Selected passage =>

▼▼▼

A Nevada lawmaker who works as a firefighter argued Friday for a bill to prevent hoax terrorism, citing an increase in fake threats such as a 2005 threat by a man in Las Vegas to blow up a bus with what turned out to be an empty grenade.
Assemblyman John Oceguera, D-Las Vegas, said laws such as his proposed AB137 are necessary in a post-9/11 world.
"Unfortunately a false threat can cause just as much intimidation, panic and interference as a real threat. ... Think of the damage you could do with this kind of (hoax) substance in McCarran airport or a judicial building," Oceguera told the Assembly Judiciary Committee.
Oceguera is a battalion chief for the North Las Vegas Fire Department. He responded to the 2005 incident on Interstate 15 where Eman Zaeri, a 24-year-old Iranian man, told a co-worker he was related to Osama Bin Laden and was going to blow up the bus that was taking them to work.
Attorneys for Zaeri said he was immature and was making an inappropriate joke, while prosecutors said he was a threat to society and wondered whether he was performing a test for a terrorist group.
Zaeri pleaded guilty in July 2006 and was sentenced to two years' probation for making the threat.
AB137 would increase penalties for certain acts of terrorism from one to six to two to 20 years. It also makes it a crime to deliver or disperse a hoax substance that appears to be a weapon of mass destruction, a toxin or a lethal chemical, biological or nuclear agent.

▲▲▲

Referring expression data
▼▼▼

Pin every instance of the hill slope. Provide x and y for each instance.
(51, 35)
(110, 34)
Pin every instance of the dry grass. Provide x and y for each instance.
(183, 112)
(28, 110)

▲▲▲

About this exercise =>
From the Nevada hoax terrorism bill article, extract the passage from "Oceguera is a" up to and including "making the threat.".

Answer =>
Oceguera is a battalion chief for the North Las Vegas Fire Department. He responded to the 2005 incident on Interstate 15 where Eman Zaeri, a 24-year-old Iranian man, told a co-worker he was related to Osama Bin Laden and was going to blow up the bus that was taking them to work.
Attorneys for Zaeri said he was immature and was making an inappropriate joke, while prosecutors said he was a threat to society and wondered whether he was performing a test for a terrorist group.
Zaeri pleaded guilty in July 2006 and was sentenced to two years' probation for making the threat.